Work item: Work through the entries below line by line and give the number of lines with the string "paint", nothing else.

Records from a data collection:
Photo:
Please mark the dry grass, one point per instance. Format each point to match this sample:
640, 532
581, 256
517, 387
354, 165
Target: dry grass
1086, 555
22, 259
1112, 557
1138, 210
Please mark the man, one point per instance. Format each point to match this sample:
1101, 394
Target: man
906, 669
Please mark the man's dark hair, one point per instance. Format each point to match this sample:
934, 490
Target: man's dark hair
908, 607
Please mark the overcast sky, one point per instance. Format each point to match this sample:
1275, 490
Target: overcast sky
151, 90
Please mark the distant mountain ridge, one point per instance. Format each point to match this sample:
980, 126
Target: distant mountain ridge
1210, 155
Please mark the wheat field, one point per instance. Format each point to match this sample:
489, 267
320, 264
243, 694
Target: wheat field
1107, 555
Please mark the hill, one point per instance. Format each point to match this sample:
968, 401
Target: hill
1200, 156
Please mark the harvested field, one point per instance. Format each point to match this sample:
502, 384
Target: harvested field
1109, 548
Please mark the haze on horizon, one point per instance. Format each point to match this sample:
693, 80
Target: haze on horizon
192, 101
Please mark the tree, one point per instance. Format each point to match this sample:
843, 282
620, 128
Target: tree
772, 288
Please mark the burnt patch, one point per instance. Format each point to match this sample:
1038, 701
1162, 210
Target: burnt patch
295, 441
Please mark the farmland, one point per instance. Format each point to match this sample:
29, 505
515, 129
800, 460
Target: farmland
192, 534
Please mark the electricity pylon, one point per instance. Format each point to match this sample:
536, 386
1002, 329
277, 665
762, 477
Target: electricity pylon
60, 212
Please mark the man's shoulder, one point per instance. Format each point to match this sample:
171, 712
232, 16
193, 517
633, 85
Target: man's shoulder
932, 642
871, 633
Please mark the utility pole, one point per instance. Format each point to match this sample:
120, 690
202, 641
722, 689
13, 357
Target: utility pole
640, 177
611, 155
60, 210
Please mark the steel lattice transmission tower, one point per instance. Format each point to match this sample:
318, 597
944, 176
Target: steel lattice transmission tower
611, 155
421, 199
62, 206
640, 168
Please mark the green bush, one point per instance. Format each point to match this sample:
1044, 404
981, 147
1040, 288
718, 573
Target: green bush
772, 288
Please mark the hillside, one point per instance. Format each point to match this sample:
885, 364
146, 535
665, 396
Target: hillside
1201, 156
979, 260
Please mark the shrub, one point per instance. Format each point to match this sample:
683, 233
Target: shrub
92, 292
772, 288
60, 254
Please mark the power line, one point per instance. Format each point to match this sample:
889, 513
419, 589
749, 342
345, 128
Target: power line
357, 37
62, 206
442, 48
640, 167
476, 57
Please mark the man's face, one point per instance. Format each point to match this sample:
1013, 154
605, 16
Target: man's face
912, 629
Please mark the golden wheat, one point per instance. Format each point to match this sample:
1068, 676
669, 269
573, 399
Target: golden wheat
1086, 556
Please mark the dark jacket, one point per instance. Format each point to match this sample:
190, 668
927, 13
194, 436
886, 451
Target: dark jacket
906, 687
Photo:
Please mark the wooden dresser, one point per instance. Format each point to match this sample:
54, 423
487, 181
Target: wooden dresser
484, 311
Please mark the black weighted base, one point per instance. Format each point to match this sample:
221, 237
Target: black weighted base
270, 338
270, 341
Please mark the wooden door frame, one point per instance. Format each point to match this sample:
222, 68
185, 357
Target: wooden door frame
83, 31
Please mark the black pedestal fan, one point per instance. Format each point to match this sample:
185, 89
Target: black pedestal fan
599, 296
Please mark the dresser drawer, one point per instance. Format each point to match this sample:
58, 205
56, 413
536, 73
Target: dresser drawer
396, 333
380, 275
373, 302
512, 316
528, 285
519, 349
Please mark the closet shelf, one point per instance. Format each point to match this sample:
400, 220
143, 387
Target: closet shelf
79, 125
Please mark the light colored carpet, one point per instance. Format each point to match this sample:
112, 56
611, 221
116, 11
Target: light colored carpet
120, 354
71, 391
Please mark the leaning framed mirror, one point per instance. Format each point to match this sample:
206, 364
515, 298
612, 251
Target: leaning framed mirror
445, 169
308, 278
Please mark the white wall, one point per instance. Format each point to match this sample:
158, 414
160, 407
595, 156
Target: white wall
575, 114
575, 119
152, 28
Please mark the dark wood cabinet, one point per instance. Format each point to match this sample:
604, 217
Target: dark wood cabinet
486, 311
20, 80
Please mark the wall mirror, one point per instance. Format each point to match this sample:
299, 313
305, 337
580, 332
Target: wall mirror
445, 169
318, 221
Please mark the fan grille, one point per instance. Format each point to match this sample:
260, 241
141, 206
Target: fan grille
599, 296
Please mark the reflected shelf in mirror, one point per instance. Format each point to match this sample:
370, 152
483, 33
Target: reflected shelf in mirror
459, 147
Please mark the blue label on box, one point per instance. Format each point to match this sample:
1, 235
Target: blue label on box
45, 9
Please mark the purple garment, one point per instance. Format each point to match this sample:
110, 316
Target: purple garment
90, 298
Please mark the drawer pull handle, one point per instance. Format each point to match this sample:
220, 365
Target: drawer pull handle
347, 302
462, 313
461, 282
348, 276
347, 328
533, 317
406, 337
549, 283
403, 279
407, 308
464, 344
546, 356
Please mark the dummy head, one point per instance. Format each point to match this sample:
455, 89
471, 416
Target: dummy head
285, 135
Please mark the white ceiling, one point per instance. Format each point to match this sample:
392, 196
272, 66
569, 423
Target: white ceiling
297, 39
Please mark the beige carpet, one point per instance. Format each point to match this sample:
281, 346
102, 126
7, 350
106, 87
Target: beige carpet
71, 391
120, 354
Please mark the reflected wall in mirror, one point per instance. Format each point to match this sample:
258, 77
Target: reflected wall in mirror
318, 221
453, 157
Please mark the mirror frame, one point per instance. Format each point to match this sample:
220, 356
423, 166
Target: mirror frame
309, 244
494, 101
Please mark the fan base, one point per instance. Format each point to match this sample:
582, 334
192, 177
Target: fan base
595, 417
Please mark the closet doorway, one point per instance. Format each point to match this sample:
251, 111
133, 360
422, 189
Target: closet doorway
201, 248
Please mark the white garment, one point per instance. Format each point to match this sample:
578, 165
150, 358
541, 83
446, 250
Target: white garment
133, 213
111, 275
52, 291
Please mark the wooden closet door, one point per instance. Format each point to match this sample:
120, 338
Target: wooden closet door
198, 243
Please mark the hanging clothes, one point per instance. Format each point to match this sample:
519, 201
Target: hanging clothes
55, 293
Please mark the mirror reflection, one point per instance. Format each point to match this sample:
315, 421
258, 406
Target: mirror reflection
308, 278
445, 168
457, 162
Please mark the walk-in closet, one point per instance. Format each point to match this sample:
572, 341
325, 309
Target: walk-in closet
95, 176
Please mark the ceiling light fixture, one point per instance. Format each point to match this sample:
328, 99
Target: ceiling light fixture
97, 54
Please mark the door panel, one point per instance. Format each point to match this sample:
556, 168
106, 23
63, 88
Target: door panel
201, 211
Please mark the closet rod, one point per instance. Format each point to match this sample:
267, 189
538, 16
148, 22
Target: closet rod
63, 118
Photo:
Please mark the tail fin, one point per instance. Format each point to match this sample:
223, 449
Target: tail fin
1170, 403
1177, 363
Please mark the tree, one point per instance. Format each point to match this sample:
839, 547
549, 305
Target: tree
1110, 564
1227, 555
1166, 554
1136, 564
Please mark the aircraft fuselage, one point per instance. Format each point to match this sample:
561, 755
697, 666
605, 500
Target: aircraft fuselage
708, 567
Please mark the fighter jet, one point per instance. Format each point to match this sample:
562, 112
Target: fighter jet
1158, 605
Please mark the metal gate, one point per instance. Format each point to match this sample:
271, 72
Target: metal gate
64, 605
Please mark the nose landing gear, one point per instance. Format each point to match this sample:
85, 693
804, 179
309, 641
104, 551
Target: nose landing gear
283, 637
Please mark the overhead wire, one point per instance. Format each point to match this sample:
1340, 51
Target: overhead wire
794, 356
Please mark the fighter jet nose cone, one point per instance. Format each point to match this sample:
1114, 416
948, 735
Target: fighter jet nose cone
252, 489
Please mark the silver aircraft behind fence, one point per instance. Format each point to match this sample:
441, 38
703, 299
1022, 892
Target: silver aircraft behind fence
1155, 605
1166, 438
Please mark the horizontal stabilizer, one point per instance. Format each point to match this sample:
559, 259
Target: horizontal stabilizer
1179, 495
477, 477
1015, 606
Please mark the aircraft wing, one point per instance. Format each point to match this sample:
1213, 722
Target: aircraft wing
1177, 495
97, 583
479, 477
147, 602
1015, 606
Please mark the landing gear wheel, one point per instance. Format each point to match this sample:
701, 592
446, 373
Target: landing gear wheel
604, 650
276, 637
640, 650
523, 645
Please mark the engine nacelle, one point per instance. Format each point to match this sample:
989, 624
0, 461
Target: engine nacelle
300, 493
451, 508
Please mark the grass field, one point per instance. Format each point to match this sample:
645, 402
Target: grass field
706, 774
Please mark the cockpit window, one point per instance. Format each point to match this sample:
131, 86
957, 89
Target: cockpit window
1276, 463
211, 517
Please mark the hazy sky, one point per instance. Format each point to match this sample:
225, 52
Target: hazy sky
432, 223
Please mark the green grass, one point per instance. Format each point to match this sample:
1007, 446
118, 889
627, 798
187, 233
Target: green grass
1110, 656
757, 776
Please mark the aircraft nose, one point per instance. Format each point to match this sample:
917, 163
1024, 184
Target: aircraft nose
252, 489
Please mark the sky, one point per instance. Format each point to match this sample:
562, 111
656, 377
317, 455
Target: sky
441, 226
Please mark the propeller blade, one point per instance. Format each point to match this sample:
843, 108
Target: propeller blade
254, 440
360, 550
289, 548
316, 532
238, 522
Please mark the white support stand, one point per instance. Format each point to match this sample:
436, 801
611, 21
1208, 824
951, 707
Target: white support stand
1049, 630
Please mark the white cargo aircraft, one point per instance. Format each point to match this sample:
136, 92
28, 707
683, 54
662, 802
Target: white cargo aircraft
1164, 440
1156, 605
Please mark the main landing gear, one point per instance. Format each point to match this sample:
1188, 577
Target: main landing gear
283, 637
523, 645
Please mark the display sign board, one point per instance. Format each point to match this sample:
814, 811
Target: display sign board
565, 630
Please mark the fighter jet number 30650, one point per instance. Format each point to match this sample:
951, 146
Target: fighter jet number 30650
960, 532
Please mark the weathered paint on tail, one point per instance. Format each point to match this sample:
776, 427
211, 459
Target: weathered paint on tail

Task output: 2